Required work: Read the listing below. Then repeat it exactly.

Source data:
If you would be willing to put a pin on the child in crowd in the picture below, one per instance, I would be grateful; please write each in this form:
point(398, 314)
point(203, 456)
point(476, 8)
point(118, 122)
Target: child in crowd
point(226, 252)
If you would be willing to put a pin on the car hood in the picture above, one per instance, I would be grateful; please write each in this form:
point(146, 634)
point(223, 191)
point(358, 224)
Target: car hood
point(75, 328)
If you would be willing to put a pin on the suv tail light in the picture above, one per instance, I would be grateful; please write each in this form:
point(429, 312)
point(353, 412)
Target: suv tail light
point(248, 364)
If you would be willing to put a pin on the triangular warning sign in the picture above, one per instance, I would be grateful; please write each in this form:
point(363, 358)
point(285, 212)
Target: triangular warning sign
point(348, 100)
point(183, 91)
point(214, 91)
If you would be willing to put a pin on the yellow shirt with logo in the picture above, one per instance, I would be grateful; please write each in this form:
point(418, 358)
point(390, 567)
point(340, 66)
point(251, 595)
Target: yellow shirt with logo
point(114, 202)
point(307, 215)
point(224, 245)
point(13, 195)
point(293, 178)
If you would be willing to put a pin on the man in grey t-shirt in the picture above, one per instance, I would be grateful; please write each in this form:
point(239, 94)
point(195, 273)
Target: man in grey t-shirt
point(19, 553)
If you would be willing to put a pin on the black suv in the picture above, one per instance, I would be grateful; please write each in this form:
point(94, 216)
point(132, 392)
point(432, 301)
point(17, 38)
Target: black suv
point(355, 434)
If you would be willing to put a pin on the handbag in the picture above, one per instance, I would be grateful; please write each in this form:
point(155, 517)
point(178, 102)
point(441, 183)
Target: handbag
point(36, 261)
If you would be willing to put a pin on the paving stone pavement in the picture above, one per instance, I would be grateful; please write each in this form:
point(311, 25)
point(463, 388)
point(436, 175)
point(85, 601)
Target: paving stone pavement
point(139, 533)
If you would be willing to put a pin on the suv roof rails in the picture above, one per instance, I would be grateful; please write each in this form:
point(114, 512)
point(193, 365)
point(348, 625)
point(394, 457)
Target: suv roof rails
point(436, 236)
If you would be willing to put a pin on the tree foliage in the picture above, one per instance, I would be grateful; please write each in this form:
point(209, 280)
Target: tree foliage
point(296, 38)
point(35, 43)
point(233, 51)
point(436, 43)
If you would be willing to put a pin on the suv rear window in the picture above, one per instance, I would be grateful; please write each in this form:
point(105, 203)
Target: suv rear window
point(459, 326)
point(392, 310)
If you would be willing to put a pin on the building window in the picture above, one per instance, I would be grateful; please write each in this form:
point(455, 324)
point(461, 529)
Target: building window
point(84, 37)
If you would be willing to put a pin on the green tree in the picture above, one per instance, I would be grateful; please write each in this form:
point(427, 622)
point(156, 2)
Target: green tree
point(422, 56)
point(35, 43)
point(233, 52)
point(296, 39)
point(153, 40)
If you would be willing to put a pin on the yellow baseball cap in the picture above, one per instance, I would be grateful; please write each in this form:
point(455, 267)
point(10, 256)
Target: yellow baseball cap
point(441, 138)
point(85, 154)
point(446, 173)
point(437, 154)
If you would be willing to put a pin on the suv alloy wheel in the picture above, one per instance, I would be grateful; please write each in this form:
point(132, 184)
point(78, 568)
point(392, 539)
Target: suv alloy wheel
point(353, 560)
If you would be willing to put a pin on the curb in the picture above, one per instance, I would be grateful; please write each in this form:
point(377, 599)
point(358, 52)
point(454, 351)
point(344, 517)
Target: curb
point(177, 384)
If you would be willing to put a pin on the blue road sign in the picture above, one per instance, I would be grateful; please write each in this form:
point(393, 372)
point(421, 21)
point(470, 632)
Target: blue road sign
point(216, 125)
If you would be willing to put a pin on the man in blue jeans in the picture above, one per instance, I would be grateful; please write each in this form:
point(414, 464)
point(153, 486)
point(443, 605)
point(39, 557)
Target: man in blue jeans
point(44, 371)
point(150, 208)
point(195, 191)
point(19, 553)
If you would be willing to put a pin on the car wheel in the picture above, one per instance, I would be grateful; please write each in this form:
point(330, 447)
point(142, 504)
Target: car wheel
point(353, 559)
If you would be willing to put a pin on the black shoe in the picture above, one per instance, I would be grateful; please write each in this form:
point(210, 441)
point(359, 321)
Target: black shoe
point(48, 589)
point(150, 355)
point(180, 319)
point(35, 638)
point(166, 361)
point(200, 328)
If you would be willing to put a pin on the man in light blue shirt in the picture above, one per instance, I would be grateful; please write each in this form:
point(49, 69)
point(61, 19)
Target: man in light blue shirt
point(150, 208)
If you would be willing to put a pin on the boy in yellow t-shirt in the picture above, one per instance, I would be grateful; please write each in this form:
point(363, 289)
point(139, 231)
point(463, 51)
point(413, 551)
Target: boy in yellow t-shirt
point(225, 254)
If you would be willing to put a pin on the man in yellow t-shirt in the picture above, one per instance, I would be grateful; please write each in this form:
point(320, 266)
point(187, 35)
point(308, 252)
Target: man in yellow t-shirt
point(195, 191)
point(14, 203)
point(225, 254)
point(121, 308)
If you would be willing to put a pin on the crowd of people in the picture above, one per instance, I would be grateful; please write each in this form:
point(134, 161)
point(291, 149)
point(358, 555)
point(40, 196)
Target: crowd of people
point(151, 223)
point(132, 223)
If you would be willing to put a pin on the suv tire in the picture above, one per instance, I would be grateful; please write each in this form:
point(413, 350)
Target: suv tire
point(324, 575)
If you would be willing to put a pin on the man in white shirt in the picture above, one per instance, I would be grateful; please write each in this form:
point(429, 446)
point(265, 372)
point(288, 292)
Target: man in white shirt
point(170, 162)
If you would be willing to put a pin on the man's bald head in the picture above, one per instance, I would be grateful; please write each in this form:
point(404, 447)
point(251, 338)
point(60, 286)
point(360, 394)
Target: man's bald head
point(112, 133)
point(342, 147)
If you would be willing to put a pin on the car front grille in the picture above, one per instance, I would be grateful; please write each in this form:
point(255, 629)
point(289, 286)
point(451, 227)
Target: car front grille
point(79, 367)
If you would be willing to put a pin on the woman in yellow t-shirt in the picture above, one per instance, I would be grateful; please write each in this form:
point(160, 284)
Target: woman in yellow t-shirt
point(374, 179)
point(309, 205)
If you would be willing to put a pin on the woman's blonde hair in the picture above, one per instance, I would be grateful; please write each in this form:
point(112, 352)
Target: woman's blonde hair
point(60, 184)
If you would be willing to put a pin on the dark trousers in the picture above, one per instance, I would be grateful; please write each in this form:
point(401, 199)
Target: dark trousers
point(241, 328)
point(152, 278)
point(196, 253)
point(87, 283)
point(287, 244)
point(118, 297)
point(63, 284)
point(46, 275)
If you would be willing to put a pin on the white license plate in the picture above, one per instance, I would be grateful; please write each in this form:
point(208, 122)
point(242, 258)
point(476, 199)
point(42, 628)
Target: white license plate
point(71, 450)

Written reply:
If you would be willing to put a pin on the child in crowd in the picture below, one per instance, I would be grateful; please write each in this form:
point(398, 314)
point(203, 456)
point(476, 8)
point(118, 122)
Target: child in crowd
point(226, 252)
If you would be willing to put a pin on the car hood in the picture above, one per instance, I would be grateful; please write each in this form:
point(146, 634)
point(223, 191)
point(358, 224)
Target: car hood
point(75, 328)
If you would be willing to put a pin on the suv tail light in the picture above, one per instance, I would be grateful; please write each in this form:
point(429, 312)
point(353, 412)
Target: suv tail light
point(248, 364)
If you would be willing to put a pin on the triangular warning sign in the picture above, one per instance, I would be grateful; please write each in this form:
point(363, 358)
point(285, 212)
Target: triangular warning sign
point(348, 100)
point(183, 91)
point(214, 91)
If you would be willing to put a pin on the yellow shirt with logo in the picture above, one per instance, I would be grateful; please write each in this form:
point(418, 358)
point(390, 567)
point(340, 66)
point(251, 595)
Target: yellow shirt with logo
point(114, 202)
point(307, 215)
point(224, 245)
point(13, 195)
point(293, 178)
If you would be willing to put a pin on the man in grey t-shirt in the picture above, one per instance, I would be grateful; please write each in this form:
point(239, 94)
point(195, 273)
Target: man in grey t-shirt
point(19, 553)
If you would be willing to put a pin on the black suv in the picture above, one per instance, I would be grateful; please write each in this form:
point(94, 216)
point(132, 392)
point(432, 301)
point(17, 38)
Target: black suv
point(355, 434)
If you would be willing to put a pin on the handbag in the picture above, one per instance, I would be grateful; please write each in this form:
point(155, 517)
point(178, 102)
point(441, 183)
Target: handbag
point(36, 261)
If you would be willing to put a pin on the paving stone pavement in the picture above, one per instance, I would be grateful; please write each in this form:
point(311, 25)
point(463, 388)
point(436, 175)
point(85, 601)
Target: paving stone pavement
point(139, 533)
If you would be willing to put a pin on the suv roof rails in the picture above, one per instance, I would be grateful; please write each in this form:
point(114, 512)
point(193, 365)
point(348, 625)
point(394, 457)
Target: suv roof rails
point(436, 236)
If you would be willing to put a pin on the tree foliage in the picture above, one per instance, I would be grateful; please write each in this form:
point(209, 280)
Target: tree foliage
point(296, 38)
point(35, 43)
point(233, 51)
point(436, 43)
If you would be willing to put a pin on the suv rear window in the picture above, one per instance, I would be grateful; please write each in this form:
point(105, 203)
Target: suv rear window
point(459, 326)
point(392, 310)
If you would be willing to put a pin on the building window in the picture above, one per instance, I would be grateful; please write each in this form:
point(455, 324)
point(461, 529)
Target: building window
point(84, 37)
If you would be willing to put a pin on the green tree in the picture above, one per instance, I would be grateful; please write each in this form:
point(427, 622)
point(156, 2)
Target: green tree
point(422, 56)
point(35, 43)
point(233, 52)
point(296, 39)
point(153, 40)
If you would be willing to put a pin on the yellow baseball cap in the picture above, one per instance, I would be grateful; please write each in this form:
point(455, 267)
point(10, 256)
Target: yellow baseball cap
point(441, 138)
point(85, 154)
point(446, 173)
point(437, 154)
If you would be willing to put a pin on the suv alloy wheel in the picture above, one per instance, I would be grateful; please write each in this form:
point(132, 184)
point(78, 568)
point(392, 539)
Target: suv alloy wheel
point(353, 560)
If you would be willing to put a pin on the curb in the picture above, one per instance, I would be grateful; please write each in this form:
point(377, 599)
point(358, 52)
point(454, 351)
point(344, 517)
Target: curb
point(177, 384)
If you would be willing to put a pin on the blue road sign in the picture above, one per instance, I would be grateful; please write each in this form:
point(393, 372)
point(421, 21)
point(470, 632)
Target: blue road sign
point(216, 125)
If you would be willing to put a pin on the man in blue jeans in the picture above, one per instance, I would be grateful; please write each in this form:
point(414, 464)
point(153, 486)
point(443, 605)
point(39, 557)
Target: man in blue jeans
point(44, 371)
point(150, 208)
point(195, 191)
point(19, 553)
If you would be willing to put a pin on the car wheel in the picture above, one per instance, I would be grateful; please write each in this form:
point(330, 447)
point(142, 504)
Target: car wheel
point(353, 559)
If you would be willing to put a pin on the black shoe in the picture above, one per instance, I would be grateful; please write each in this form:
point(210, 441)
point(359, 321)
Target: black shoe
point(48, 589)
point(150, 355)
point(180, 319)
point(35, 638)
point(166, 361)
point(200, 328)
If you would be willing to put a pin on the man in light blue shirt in the picture above, one per instance, I would be grateful; please write each in this form:
point(49, 69)
point(61, 19)
Target: man in light blue shirt
point(150, 208)
If you would be willing to put a pin on the boy in yellow t-shirt in the picture above, one per instance, I would be grateful; please write each in this form:
point(363, 289)
point(139, 231)
point(463, 51)
point(413, 551)
Target: boy in yellow t-shirt
point(225, 254)
If you would be willing to put a pin on the man in yellow t-shirt in the picture above, one per instance, I would be grateful; please write each in this form:
point(320, 266)
point(187, 35)
point(308, 252)
Target: man in yellow t-shirt
point(195, 191)
point(14, 203)
point(225, 254)
point(121, 308)
If you would be willing to put a pin on the crowd of people in the picture above, one per instance, I would be grateful; please write each in this form:
point(134, 161)
point(291, 149)
point(358, 555)
point(40, 196)
Target: crowd of people
point(151, 223)
point(132, 223)
If you would be willing to put a pin on the suv tire in the picture above, one per instance, I would be grateful; please write each in this form:
point(413, 350)
Target: suv tire
point(324, 575)
If you would be willing to put a pin on the man in white shirt in the picture above, one per instance, I would be grateful; please write each in this form:
point(429, 446)
point(265, 372)
point(288, 292)
Target: man in white shirt
point(170, 162)
If you would be willing to put a pin on the man's bald head in the picture above, one per instance, I would be grateful; please write each in this form:
point(404, 447)
point(251, 338)
point(60, 286)
point(360, 394)
Target: man's bald head
point(112, 133)
point(342, 147)
If you would be willing to put a pin on the car front grille in the picture above, one per instance, I would be grateful; please write each in this form:
point(255, 629)
point(289, 286)
point(451, 227)
Target: car front grille
point(79, 367)
If you would be willing to put a pin on the woman in yellow t-shirt in the picture above, one per instance, I would be grateful; please write each in this form:
point(160, 284)
Target: woman in yellow t-shirt
point(374, 179)
point(309, 205)
If you would be willing to put a pin on the woman's blonde hair in the picture above, one per instance, I would be grateful; please write each in this form:
point(112, 352)
Target: woman's blonde hair
point(60, 184)
If you would be willing to put a pin on the dark trousers in the picture above, one per instance, I would be grateful; please write each in this form:
point(401, 199)
Target: dark trousers
point(241, 328)
point(152, 278)
point(196, 253)
point(87, 283)
point(287, 244)
point(118, 297)
point(63, 284)
point(46, 275)
If you would be willing to put a pin on the white license plate in the picture above, one per instance, I would be grateful; please write each in this form:
point(208, 122)
point(242, 258)
point(476, 199)
point(42, 628)
Target: white license plate
point(71, 450)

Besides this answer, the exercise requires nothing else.